-- PROBLEMS AND TASKS --
1 – Reproduce everything in the message of support from "It's like you're" down to "have the good.".
2 – Extend the message of support with the passage that would come after its last line.

I know your situation is very different than most regarding your husband and your marriage. But at the end of the day, somehow, most of us OWs end up in the same way. We just take different paths as our starting circumstances were different. I really don’t have much to say except really just look within yourself and be kind to yourself. I am sorry you are having such a tough time. For most of my life, song lyrics have spoken my mind, So I want to share this with you:

It's like you're screaming, and no one can hear. You almost feel ashamed that someone could be that important. That without them, you feel like nothing. No one will ever understand how much it hurts. You feel hopeless; like nothing can save you. And when it's over, and it's gone, you almost wish that you could have all that bad stuff back…
so
that you could have the good.

—Narration at the beginning of Rihanna’s “We Found Love”

-- GIVEN RECORDS --
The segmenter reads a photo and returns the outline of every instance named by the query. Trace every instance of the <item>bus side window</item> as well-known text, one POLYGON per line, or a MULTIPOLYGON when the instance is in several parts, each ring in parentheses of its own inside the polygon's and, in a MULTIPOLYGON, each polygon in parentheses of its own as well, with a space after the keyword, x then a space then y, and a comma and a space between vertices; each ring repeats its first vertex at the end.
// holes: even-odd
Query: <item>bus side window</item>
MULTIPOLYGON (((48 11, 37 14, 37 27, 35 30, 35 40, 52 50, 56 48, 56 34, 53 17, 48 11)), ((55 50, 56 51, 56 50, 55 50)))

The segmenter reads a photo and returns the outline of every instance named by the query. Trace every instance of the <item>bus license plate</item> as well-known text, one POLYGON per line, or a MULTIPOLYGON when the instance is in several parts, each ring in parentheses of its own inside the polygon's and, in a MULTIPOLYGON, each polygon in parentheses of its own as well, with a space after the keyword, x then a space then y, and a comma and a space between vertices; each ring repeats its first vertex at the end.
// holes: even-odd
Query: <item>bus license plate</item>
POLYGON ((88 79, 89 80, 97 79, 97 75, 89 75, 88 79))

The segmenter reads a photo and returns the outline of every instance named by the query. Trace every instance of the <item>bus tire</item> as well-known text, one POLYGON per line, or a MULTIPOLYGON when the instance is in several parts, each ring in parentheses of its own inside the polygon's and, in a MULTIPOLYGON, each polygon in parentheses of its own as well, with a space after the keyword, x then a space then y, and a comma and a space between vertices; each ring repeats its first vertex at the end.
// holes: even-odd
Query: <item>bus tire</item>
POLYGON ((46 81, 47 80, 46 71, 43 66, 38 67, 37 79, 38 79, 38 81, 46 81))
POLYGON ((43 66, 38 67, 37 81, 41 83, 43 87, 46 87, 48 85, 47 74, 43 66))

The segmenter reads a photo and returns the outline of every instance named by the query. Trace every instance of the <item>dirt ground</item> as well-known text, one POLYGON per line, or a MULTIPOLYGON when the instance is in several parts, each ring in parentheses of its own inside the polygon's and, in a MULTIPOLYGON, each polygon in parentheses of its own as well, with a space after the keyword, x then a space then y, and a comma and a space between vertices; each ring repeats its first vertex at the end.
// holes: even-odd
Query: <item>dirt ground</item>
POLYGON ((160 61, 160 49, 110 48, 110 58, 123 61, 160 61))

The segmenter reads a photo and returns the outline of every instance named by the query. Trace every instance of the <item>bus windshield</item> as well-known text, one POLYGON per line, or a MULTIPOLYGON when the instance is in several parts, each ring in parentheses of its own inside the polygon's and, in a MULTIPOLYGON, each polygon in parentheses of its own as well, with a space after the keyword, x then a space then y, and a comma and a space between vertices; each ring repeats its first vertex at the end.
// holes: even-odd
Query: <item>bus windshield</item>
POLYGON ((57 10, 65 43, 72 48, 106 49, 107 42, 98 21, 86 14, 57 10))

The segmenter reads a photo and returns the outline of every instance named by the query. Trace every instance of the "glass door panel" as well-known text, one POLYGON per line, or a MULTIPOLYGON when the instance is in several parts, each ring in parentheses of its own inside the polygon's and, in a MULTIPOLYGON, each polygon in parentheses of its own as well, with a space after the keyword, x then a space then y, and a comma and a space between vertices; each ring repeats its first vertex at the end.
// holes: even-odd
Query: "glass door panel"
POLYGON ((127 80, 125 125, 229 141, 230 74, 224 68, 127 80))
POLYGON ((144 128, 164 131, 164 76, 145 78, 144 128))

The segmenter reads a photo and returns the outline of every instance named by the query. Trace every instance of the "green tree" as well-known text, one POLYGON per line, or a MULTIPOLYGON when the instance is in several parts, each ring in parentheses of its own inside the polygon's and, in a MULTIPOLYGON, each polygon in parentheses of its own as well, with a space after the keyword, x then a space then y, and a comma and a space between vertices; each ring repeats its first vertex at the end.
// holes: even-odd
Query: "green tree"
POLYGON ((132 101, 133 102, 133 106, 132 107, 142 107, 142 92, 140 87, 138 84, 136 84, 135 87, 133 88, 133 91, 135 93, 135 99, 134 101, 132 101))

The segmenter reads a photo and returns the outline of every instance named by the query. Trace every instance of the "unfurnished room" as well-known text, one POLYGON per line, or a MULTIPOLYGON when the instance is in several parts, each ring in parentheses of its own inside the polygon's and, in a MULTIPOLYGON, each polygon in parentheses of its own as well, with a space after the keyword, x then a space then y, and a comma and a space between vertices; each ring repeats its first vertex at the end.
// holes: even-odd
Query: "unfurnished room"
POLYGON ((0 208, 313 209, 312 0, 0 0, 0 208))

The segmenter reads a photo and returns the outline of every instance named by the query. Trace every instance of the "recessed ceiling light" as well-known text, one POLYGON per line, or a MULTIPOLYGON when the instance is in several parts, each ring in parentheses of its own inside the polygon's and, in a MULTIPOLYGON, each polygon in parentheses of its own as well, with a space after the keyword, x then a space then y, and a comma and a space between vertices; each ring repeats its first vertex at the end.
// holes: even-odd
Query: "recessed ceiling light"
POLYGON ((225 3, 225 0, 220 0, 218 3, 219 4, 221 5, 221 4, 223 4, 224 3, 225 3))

-- ANSWERS FOR THE EXERCISE --
1 –
It's like you're screaming, and no one can hear. You almost feel ashamed that someone could be that important. That without them, you feel like nothing. No one will ever understand how much it hurts. You feel hopeless; like nothing can save you. And when it's over, and it's gone, you almost wish that you could have all that bad stuff back…
so
that you could have the good.

2 –
I think this is the most apt description of what I read and what I felt myself of how most OWs feel when they are trying to end it, thinking about NC or are actually done. The key words are “almost wish that you could have all that bad stuff back…so that you could have the good.” You will reach a point when you will say on MOST days, “Nope. Don’t wish the bad back even for the good. The pain I feel now is excruciating, but I am not giving someone else the power to cause it.” I am not saying it that in your deepest hour you won’t almost wish it—that would be a lie. I don’t think you are there yet. When you are, you will know. And when you do get there, we will be here. And though it is a really strange dynamic with your husband, you have the added benefit of knowing, in his unique way, he will be there too.